Your copy of the listing must be exact and must hold no images.

■ Records shown:
►

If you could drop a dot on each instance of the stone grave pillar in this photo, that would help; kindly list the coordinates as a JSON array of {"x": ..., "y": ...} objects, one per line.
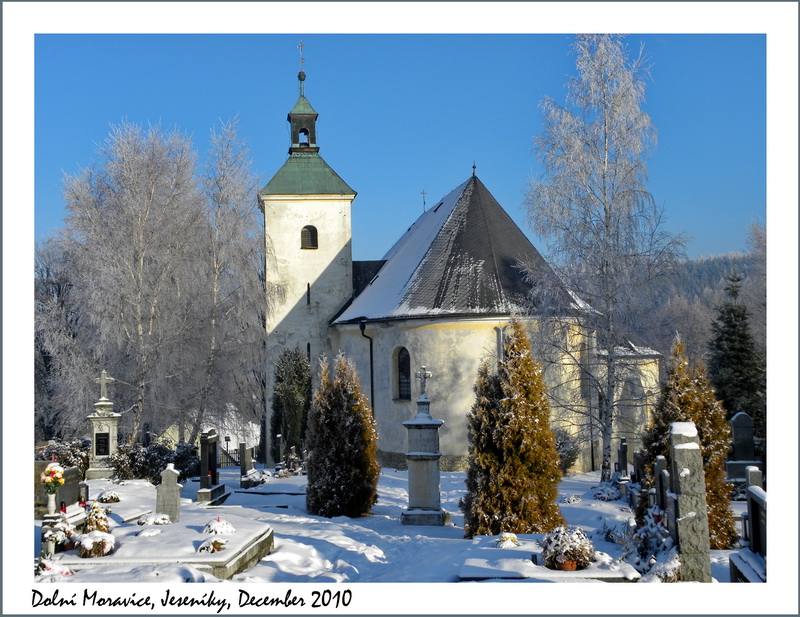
[
  {"x": 168, "y": 494},
  {"x": 743, "y": 454},
  {"x": 210, "y": 488},
  {"x": 424, "y": 499},
  {"x": 104, "y": 432},
  {"x": 691, "y": 509}
]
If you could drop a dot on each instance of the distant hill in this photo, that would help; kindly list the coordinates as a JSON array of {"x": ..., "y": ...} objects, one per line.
[{"x": 686, "y": 303}]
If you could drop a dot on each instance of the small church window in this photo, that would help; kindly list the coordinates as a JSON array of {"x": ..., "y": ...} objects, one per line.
[
  {"x": 308, "y": 237},
  {"x": 403, "y": 375}
]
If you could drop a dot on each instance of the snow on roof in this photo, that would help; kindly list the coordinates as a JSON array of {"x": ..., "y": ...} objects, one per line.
[{"x": 462, "y": 256}]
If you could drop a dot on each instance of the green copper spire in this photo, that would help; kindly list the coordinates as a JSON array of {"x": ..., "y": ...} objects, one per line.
[{"x": 305, "y": 172}]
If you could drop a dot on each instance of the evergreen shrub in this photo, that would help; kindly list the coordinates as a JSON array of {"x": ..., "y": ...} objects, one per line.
[
  {"x": 513, "y": 475},
  {"x": 342, "y": 446}
]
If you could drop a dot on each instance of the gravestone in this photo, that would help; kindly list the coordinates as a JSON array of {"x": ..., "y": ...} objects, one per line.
[
  {"x": 754, "y": 476},
  {"x": 245, "y": 458},
  {"x": 743, "y": 450},
  {"x": 424, "y": 497},
  {"x": 688, "y": 495},
  {"x": 210, "y": 489},
  {"x": 749, "y": 565},
  {"x": 209, "y": 459},
  {"x": 168, "y": 494},
  {"x": 104, "y": 432},
  {"x": 742, "y": 429}
]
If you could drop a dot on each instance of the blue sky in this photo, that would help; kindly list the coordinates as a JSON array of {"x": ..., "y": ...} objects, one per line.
[{"x": 402, "y": 113}]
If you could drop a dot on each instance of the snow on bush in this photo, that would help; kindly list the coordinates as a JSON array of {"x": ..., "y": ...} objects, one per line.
[
  {"x": 567, "y": 544},
  {"x": 606, "y": 491},
  {"x": 507, "y": 540},
  {"x": 653, "y": 541},
  {"x": 218, "y": 526},
  {"x": 95, "y": 544},
  {"x": 49, "y": 571},
  {"x": 665, "y": 569},
  {"x": 212, "y": 545},
  {"x": 154, "y": 519}
]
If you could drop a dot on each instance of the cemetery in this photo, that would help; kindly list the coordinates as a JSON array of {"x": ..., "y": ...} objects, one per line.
[{"x": 250, "y": 524}]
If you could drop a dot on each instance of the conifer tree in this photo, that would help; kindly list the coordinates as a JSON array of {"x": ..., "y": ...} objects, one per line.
[
  {"x": 513, "y": 475},
  {"x": 688, "y": 396},
  {"x": 342, "y": 445},
  {"x": 735, "y": 368},
  {"x": 291, "y": 400}
]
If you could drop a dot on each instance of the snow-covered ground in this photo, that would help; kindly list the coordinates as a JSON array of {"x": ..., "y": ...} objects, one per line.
[{"x": 375, "y": 548}]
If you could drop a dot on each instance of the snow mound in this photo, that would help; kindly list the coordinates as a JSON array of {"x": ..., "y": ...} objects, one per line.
[
  {"x": 219, "y": 526},
  {"x": 154, "y": 519}
]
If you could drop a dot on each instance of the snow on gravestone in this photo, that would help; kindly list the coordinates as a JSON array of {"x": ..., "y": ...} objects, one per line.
[{"x": 168, "y": 494}]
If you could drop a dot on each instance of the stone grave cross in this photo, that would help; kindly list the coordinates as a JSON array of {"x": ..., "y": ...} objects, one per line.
[{"x": 423, "y": 377}]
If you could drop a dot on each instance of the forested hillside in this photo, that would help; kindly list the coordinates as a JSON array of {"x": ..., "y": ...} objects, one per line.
[{"x": 686, "y": 302}]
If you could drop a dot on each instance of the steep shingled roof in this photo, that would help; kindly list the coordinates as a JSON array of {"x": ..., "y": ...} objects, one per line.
[{"x": 460, "y": 257}]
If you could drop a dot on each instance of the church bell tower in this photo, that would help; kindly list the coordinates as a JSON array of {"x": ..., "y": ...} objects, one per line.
[{"x": 307, "y": 231}]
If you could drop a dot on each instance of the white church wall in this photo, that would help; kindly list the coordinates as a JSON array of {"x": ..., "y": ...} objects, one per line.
[
  {"x": 451, "y": 349},
  {"x": 314, "y": 283}
]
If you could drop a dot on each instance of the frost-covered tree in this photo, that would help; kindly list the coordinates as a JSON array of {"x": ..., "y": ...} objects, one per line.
[
  {"x": 735, "y": 368},
  {"x": 513, "y": 474},
  {"x": 688, "y": 396},
  {"x": 291, "y": 400},
  {"x": 604, "y": 229},
  {"x": 342, "y": 444},
  {"x": 165, "y": 289}
]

◄

■ Result for this task:
If you could drop a dot on each instance of the stone grave pillar in this photo, that would help; kindly list the coordinates as a JSON array of {"x": ..., "y": ...} objects, one per line.
[
  {"x": 168, "y": 494},
  {"x": 743, "y": 454},
  {"x": 210, "y": 488},
  {"x": 424, "y": 499},
  {"x": 104, "y": 432},
  {"x": 691, "y": 509}
]
If you could drop a dot on each instance of the distant hill in this photo, that would help; kindly list the coordinates as a JSON array of {"x": ..., "y": ...} objects, one per line.
[{"x": 686, "y": 303}]
If you could drop a dot on each instance of the small church window in this photo, that would help; kindly list the coordinates as a JSON array of {"x": ..., "y": ...} objects, one per line.
[
  {"x": 308, "y": 237},
  {"x": 403, "y": 375}
]
If you could drop a dot on each instance of the snow on roof in this photo, that would help; kindly list the coordinates as a JSON array of {"x": ..., "y": ...} objects, one per line.
[{"x": 462, "y": 256}]
If you could drop a dot on each instance of the green copper spire in this photo, that would help; kindly list the coordinates as a JSON array of {"x": ..., "y": ...} objects, one per line.
[{"x": 305, "y": 172}]
If you could drop a dot on each instance of the evergreen shrub in this photo, that would help; kindly list the coordinates as a JSON array of {"x": ..., "y": ...} objects, one per line.
[
  {"x": 513, "y": 475},
  {"x": 342, "y": 446}
]
If you could drop a dot on each instance of the gravestone in this photo, that would help; kindly list the coordinates as a JSON array of {"x": ..., "y": ...} objects, one per line.
[
  {"x": 754, "y": 476},
  {"x": 245, "y": 458},
  {"x": 743, "y": 450},
  {"x": 424, "y": 497},
  {"x": 688, "y": 495},
  {"x": 210, "y": 489},
  {"x": 749, "y": 565},
  {"x": 209, "y": 459},
  {"x": 168, "y": 494},
  {"x": 104, "y": 432},
  {"x": 742, "y": 429}
]
If you could drop a dot on each instance of the blue sky in this photo, that would help; kindly list the coordinates as a JSON array of {"x": ..., "y": ...} objects, one per line.
[{"x": 402, "y": 113}]
If you could drop a dot on each instance of the snow on bush in this photo, that would help; kindly list the coordinates as a JSON array of {"x": ..., "y": ...} objects, one per line.
[
  {"x": 567, "y": 544},
  {"x": 606, "y": 491},
  {"x": 507, "y": 540},
  {"x": 653, "y": 541},
  {"x": 218, "y": 526},
  {"x": 95, "y": 544},
  {"x": 49, "y": 571},
  {"x": 665, "y": 569},
  {"x": 212, "y": 545},
  {"x": 154, "y": 519}
]
If you could drop a dot on each instance of the cemetery in this photo, that would help; kindly list the coordinates as a JSON array of {"x": ..., "y": ...} objects, one per line.
[{"x": 250, "y": 524}]
If you could drop a dot on each instance of the conifer tree in this photo, that would help; kindly list the coordinates as a JSON array of {"x": ..., "y": ...} objects, one per line.
[
  {"x": 513, "y": 475},
  {"x": 688, "y": 396},
  {"x": 342, "y": 445},
  {"x": 735, "y": 368},
  {"x": 291, "y": 400}
]
If you could drop a dot on each instance of the snow-covered ground in this photo, that would help; kindly list the coordinates as a JSON array of {"x": ..., "y": ...} objects, one per line.
[{"x": 375, "y": 548}]
If you could drop a dot on each instance of the snow mound in this photo, that would help; kindly list the coordinates as a JSON array of {"x": ..., "y": ...} objects, one per line.
[
  {"x": 219, "y": 526},
  {"x": 154, "y": 519}
]
If you could drop a dot on each instance of the snow on gravestone in this photo, that would help; kindly list the coordinates as a JSON array of {"x": ..., "y": ...} objects, one per line.
[{"x": 168, "y": 494}]
If you could drop a dot on each instance of the stone grave cross in this photo, that would help; kindly list the coordinates as a JSON array of {"x": ..., "y": ...} objects, one per line.
[{"x": 423, "y": 377}]
If you could drop a dot on each instance of the forested hillside in this photo, that would help; kindly list the coordinates as a JSON array of {"x": ..., "y": ...} objects, one per line.
[{"x": 686, "y": 302}]
If you could drop a dot on each instance of the steep shingled roof in this photo, that would help; kindly list the coordinates as a JSON array of {"x": ..., "y": ...} objects, one per line.
[{"x": 460, "y": 257}]
If you could drop a dot on each instance of the church bell tower in this photo, that would help; kindly list the coordinates as a JSON array of {"x": ..., "y": ...} objects, one per line.
[{"x": 307, "y": 231}]
If you could drop a dot on each instance of the white church wall in this photo, that would help; kindly list the coordinates as a JSON array of {"x": ..., "y": ...} objects, one per line.
[
  {"x": 451, "y": 349},
  {"x": 314, "y": 283}
]
If you could drop a dot on each instance of the frost-covered tree in this photo, that would help; kindly list the coordinates as a JSON array of {"x": ..., "y": ...} objects, one per line.
[
  {"x": 735, "y": 368},
  {"x": 513, "y": 474},
  {"x": 688, "y": 396},
  {"x": 291, "y": 400},
  {"x": 604, "y": 229},
  {"x": 342, "y": 444},
  {"x": 165, "y": 289}
]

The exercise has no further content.